Repeat the passage of the health care forecast word for word, starting at the words "Forecasting Trump’s Health" and stopping after the words "may be going.".

**Extract:**
= = = =
Forecasting Trump’s Health Care Plan
In the first 21 days after the Trump administration has taken office, many of us are still unsure about the direction and details of health care policies, executive actions, and enforcement regimes. With that being said, we can look to campaign statements and Tom Price’s confirmation hearing to tease out where we may be going.
Affordable Care Act (ACA) Repeal
The clearest go-forward path of Trump’s platform includes the repeal of the ACA. Given Republican House/Senate control, we can expect significant changes in the ACA implementation – most notably the individual mandate. With all of the policies being discussed – there is likely not to be an administrative change for plan years 2017 and 2018 as the majority of rate and benefit filings are complete, but there is an opening to relax enforcement of the individual mandate and/or subsidies and penalties based on the US Supreme Court Decision in June 2015 because of the “tax” designation.
= = = =
[Image point grounding rows]
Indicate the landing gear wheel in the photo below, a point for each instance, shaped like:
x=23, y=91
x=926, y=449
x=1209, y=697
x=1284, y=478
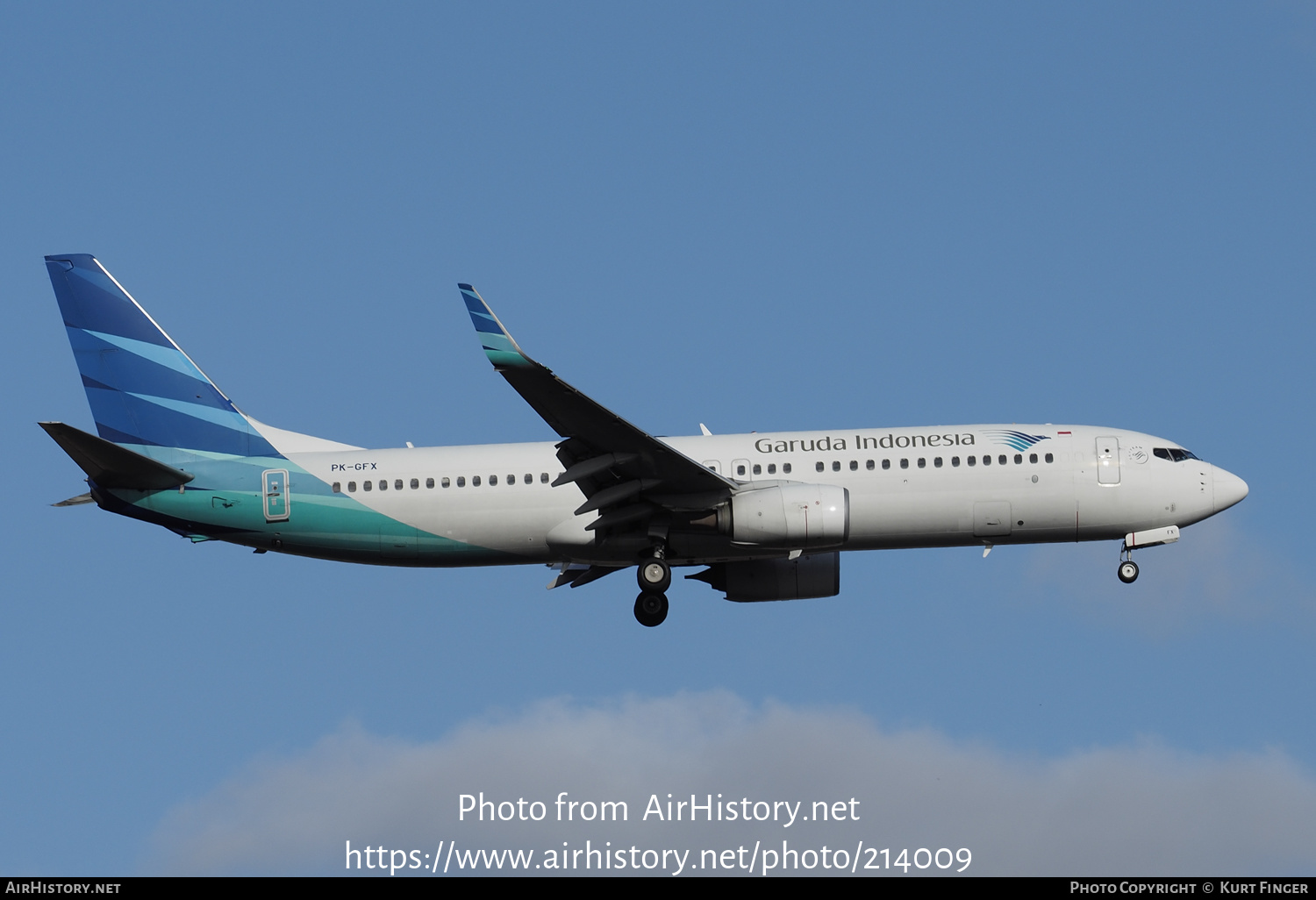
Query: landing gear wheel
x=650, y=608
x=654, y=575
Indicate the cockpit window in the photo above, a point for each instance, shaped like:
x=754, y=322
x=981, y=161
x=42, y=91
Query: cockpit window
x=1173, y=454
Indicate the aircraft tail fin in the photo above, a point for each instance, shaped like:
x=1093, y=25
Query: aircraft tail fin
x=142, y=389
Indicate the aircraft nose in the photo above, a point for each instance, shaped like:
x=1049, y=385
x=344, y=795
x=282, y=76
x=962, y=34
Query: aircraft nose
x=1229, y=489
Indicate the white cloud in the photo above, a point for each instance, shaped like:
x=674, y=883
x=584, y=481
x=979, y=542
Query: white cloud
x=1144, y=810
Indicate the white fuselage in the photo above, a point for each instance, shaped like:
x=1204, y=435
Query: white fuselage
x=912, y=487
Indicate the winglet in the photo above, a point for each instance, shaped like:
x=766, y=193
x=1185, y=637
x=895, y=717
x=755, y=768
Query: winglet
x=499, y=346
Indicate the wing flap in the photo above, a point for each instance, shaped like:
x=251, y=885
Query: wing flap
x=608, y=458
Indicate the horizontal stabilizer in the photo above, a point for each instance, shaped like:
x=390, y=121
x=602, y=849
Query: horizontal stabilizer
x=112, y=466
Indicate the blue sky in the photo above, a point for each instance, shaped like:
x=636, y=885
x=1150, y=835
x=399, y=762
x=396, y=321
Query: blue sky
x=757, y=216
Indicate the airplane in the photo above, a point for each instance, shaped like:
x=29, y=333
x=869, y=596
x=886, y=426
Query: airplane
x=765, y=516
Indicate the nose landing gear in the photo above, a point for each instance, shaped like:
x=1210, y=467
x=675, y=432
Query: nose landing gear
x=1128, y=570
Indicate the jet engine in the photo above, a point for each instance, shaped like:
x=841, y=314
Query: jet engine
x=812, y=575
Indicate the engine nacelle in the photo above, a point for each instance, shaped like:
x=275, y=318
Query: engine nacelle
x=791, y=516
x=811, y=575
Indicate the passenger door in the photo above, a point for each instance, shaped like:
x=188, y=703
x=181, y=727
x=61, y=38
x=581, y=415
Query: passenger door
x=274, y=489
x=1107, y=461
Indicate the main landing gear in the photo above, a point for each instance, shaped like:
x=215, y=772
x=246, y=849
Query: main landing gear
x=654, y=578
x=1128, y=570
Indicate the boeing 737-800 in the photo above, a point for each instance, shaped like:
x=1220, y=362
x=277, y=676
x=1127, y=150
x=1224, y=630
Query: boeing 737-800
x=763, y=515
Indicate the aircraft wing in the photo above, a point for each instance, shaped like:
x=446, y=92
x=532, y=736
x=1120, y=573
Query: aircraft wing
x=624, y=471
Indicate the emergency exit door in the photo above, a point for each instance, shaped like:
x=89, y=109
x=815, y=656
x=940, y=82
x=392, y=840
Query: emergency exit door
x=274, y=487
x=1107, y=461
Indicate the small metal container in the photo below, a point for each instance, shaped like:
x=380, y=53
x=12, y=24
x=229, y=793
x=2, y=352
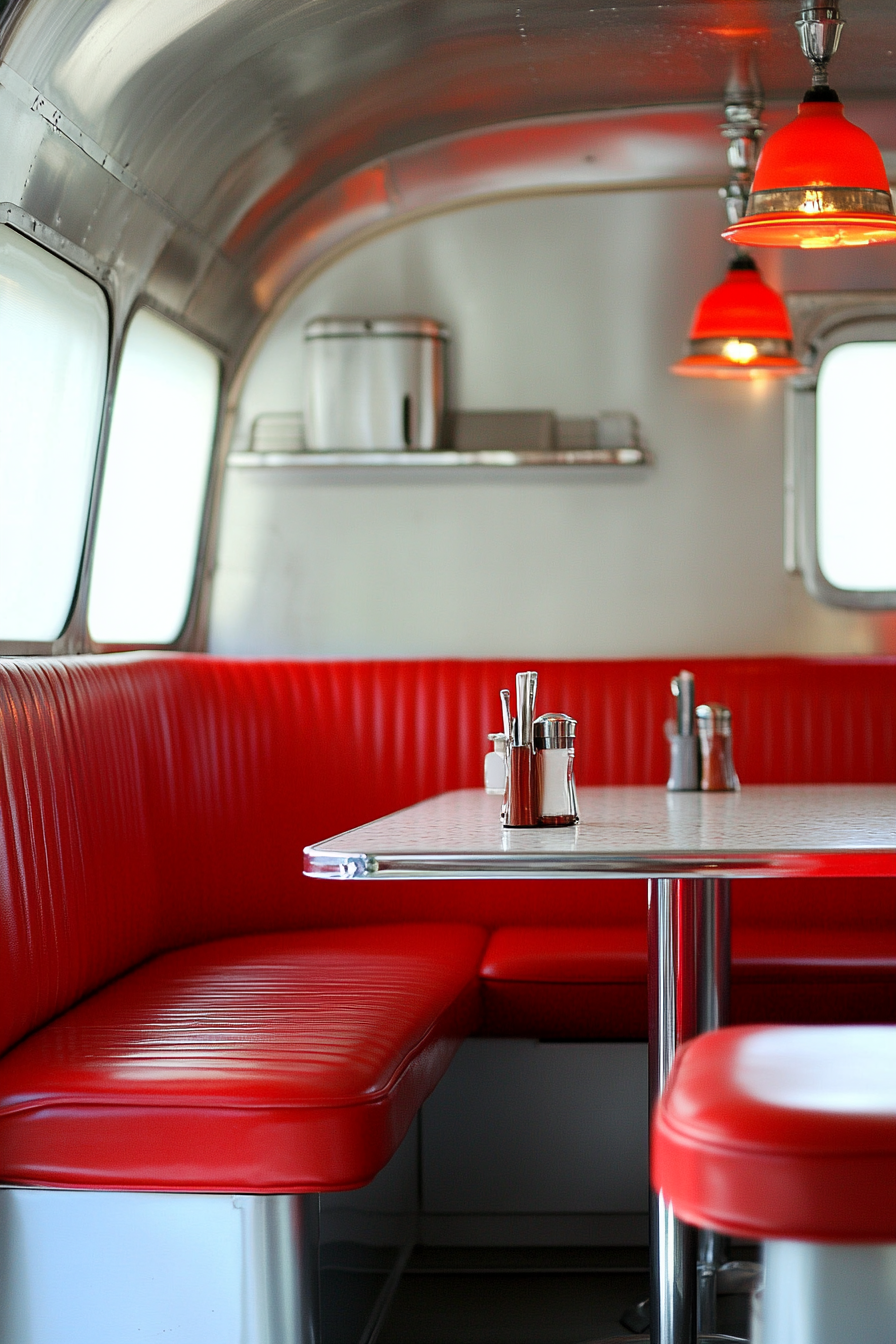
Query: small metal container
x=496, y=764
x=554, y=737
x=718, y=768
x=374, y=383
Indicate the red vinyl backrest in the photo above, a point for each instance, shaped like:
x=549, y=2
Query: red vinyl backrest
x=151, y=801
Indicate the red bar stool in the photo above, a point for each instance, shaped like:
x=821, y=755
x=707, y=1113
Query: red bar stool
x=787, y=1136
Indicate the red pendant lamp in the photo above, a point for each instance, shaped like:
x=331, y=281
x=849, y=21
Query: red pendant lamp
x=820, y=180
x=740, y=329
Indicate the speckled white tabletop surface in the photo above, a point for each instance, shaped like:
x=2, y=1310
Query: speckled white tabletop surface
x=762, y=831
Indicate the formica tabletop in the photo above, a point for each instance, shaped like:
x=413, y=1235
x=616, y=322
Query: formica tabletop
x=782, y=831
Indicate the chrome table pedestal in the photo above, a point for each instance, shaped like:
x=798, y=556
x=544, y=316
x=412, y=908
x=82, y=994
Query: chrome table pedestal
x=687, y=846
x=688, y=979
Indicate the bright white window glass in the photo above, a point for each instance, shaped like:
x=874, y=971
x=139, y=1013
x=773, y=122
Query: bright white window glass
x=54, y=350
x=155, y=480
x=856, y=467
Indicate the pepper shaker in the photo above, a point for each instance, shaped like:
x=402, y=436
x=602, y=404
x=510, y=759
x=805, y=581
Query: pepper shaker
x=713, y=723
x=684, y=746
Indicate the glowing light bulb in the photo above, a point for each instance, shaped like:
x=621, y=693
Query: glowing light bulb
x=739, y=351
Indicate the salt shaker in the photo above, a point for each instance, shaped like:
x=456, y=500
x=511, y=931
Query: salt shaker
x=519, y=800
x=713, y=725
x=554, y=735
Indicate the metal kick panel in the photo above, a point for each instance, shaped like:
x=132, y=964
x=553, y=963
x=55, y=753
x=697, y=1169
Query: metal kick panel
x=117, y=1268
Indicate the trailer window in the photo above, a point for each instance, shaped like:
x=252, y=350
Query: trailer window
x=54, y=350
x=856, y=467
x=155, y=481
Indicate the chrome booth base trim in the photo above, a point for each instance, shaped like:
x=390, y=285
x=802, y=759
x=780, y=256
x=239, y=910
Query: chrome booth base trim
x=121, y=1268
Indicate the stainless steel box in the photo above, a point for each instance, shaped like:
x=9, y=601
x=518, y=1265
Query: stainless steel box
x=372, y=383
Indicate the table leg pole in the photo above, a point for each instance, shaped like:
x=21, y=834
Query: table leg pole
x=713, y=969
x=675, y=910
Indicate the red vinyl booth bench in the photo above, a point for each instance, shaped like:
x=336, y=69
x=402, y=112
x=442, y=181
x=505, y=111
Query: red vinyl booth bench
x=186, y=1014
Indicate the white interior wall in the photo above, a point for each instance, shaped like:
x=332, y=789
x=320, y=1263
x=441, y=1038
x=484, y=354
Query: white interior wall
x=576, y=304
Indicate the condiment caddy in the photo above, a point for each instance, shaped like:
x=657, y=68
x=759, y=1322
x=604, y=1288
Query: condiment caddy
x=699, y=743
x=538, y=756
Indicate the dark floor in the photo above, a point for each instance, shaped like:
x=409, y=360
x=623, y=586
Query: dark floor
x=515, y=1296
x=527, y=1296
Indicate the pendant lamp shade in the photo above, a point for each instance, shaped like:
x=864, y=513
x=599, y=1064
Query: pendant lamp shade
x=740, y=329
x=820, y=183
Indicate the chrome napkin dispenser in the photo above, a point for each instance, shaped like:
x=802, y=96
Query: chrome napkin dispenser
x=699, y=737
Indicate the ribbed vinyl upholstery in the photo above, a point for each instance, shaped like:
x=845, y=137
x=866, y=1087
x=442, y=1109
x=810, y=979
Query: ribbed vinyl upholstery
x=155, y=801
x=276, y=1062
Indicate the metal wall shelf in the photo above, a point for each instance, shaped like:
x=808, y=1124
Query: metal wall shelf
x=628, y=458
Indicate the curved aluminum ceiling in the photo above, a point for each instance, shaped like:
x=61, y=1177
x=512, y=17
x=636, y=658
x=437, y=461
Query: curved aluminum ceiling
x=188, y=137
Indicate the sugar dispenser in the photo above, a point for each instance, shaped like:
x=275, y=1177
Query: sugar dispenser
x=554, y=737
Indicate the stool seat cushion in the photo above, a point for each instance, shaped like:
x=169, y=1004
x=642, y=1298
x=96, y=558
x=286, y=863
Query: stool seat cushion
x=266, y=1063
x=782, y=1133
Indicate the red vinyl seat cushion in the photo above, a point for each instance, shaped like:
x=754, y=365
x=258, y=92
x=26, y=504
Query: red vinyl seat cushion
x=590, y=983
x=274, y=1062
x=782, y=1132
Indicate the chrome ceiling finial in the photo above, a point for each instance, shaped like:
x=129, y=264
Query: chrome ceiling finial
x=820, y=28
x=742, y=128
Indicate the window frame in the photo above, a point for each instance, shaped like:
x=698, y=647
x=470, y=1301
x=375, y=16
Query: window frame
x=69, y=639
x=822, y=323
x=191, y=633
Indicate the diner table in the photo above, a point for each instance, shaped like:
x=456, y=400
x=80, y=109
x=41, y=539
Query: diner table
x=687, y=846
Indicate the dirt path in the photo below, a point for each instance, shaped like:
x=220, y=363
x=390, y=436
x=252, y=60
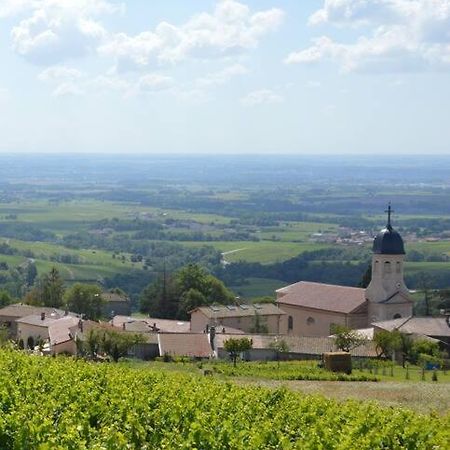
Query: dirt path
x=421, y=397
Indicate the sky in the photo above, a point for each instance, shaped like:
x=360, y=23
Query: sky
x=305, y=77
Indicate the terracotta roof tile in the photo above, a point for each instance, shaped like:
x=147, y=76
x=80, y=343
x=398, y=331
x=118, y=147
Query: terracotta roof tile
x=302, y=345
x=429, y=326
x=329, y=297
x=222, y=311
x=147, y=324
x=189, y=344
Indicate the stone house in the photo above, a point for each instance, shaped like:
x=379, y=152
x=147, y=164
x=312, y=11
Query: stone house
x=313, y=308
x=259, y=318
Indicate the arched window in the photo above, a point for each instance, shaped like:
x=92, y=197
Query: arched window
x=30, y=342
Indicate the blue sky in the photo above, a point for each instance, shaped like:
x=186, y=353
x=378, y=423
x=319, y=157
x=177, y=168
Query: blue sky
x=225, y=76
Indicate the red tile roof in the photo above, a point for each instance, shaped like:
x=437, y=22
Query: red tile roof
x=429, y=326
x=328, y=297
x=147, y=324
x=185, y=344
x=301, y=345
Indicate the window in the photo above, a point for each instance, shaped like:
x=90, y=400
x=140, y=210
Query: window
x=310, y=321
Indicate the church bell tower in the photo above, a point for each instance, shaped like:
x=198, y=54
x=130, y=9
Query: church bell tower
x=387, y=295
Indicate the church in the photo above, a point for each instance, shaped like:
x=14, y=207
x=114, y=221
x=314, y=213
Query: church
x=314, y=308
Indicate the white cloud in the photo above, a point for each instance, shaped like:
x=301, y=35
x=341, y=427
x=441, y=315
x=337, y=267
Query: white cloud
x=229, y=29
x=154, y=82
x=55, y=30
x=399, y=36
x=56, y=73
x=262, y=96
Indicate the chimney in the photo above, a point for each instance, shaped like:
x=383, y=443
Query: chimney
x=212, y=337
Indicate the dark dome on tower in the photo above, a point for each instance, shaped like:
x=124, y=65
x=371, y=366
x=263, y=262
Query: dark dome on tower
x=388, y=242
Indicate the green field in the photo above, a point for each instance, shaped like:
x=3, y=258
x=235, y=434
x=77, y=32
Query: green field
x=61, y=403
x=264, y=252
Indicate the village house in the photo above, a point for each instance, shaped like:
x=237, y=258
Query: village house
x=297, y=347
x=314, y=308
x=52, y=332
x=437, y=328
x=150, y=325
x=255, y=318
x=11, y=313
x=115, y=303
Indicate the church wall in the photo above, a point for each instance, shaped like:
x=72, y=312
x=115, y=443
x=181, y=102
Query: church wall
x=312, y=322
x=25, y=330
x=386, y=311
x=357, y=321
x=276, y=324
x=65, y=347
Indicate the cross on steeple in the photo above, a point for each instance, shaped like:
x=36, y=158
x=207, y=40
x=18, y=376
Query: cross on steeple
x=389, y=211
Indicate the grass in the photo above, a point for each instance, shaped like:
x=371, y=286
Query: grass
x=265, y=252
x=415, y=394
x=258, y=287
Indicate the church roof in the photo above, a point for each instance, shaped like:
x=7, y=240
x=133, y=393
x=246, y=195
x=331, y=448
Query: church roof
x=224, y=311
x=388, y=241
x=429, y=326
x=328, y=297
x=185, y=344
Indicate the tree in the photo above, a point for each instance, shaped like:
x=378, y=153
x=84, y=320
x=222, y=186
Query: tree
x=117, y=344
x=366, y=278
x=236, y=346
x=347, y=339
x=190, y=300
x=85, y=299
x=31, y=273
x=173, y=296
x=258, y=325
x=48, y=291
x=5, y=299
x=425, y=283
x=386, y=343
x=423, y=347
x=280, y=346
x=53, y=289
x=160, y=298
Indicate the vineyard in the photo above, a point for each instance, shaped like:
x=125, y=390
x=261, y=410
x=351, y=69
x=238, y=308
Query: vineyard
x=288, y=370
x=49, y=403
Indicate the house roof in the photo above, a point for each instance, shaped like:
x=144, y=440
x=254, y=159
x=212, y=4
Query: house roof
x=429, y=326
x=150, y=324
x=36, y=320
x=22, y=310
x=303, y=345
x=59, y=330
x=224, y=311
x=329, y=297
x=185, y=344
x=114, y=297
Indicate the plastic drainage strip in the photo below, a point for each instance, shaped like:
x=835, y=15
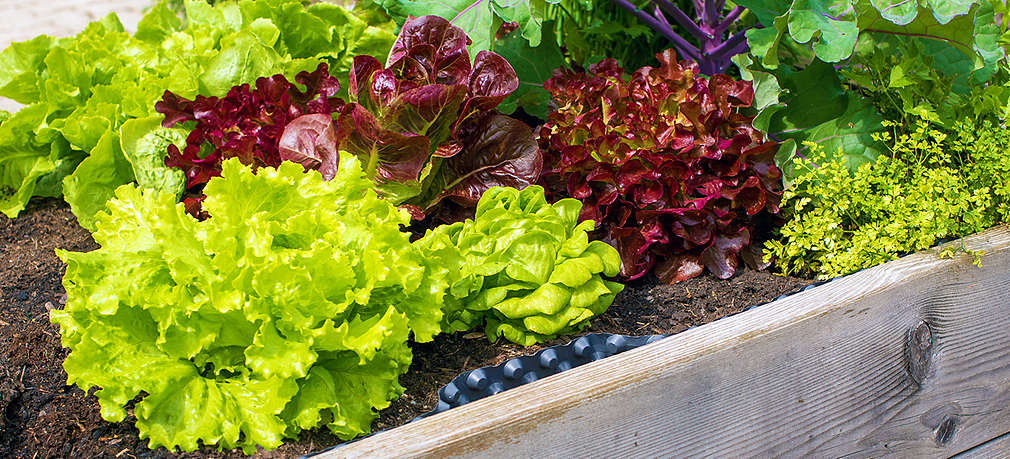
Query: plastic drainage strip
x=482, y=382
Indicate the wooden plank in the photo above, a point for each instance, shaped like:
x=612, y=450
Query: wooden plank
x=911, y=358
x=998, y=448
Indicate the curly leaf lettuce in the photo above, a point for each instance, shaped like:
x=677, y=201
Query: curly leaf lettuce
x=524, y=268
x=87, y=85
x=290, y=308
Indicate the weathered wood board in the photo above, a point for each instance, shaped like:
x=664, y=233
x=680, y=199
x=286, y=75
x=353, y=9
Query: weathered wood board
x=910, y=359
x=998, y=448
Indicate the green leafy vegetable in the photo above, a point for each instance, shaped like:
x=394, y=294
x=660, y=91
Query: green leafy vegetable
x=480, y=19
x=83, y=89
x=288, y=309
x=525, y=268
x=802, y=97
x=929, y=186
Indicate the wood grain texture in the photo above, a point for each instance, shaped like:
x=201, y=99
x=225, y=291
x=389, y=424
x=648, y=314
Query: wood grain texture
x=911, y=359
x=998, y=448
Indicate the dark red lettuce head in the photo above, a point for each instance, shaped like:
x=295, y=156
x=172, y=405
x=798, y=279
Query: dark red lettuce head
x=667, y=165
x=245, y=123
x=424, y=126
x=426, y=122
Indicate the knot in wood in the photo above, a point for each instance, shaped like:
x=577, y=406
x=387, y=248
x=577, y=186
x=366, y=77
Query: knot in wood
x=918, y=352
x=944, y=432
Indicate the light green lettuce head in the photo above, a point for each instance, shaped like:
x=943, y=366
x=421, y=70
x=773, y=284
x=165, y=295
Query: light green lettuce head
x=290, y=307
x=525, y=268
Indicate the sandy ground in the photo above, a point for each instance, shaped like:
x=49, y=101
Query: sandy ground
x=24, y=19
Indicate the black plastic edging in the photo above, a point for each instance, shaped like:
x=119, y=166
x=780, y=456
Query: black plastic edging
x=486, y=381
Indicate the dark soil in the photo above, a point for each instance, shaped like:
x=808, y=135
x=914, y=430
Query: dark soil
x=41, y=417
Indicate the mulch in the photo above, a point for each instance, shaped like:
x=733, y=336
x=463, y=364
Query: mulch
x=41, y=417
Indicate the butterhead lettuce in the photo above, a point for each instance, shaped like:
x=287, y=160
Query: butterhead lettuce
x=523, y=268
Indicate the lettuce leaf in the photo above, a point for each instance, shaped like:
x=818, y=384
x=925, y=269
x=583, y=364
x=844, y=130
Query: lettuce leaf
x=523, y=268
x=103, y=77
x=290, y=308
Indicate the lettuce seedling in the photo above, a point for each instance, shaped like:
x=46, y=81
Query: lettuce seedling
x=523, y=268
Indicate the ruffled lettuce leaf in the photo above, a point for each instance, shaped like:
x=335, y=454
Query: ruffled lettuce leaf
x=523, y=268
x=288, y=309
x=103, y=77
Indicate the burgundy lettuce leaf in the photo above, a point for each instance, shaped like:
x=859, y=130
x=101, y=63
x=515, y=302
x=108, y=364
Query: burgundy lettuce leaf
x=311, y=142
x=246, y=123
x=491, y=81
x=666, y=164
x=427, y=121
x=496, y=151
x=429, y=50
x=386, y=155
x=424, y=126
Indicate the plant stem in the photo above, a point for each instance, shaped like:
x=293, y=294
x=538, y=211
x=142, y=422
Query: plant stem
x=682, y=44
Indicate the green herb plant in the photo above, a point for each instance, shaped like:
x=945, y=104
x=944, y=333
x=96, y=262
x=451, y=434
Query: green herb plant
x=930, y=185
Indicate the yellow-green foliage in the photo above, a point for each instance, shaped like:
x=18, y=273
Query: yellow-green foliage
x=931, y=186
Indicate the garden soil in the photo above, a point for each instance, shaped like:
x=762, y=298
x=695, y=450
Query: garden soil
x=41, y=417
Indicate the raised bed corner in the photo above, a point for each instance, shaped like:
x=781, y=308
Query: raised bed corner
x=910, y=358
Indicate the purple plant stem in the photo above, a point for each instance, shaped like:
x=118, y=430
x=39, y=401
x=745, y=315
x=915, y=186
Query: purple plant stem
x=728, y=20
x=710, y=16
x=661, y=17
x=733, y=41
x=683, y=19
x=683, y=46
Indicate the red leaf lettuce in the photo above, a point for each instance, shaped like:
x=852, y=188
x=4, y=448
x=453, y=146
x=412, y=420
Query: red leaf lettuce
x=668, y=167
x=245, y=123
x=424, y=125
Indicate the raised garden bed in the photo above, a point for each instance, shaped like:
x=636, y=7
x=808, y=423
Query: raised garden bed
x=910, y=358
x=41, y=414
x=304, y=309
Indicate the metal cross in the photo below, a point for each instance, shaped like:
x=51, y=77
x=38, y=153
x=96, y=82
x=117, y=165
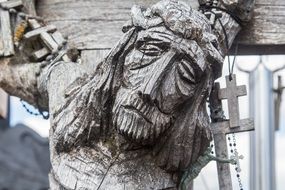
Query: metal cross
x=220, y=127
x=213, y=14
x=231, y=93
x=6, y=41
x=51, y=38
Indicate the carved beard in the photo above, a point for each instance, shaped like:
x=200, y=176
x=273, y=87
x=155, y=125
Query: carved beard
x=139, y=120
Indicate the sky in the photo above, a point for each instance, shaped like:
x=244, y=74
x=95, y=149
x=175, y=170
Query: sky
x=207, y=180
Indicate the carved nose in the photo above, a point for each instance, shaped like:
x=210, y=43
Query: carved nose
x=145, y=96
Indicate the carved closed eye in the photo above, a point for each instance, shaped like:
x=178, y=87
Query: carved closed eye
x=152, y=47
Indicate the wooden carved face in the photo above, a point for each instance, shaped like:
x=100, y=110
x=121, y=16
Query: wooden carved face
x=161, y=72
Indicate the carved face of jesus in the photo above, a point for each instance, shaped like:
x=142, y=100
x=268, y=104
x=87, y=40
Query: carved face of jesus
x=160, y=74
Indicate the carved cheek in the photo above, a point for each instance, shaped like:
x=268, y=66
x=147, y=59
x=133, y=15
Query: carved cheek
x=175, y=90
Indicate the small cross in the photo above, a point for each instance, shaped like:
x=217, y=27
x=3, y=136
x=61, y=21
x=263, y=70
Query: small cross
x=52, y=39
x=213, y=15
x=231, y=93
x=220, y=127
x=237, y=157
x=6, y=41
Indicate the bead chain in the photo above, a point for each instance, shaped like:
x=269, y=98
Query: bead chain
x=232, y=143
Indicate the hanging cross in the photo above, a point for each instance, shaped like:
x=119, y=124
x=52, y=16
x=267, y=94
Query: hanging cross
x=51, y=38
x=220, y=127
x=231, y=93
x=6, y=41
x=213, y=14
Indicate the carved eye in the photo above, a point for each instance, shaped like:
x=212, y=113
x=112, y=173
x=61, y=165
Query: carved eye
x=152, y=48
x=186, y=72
= = = =
**Exercise result:**
Forecasting Trump’s Health Care Plan
In the first 21 days after the Trump administration has taken office, many of us are still unsure about the direction and details of health care policies, executive actions, and enforcement regimes. With that being said, we can look to campaign statements and Tom Price’s confirmation hearing to tease out where we may be going.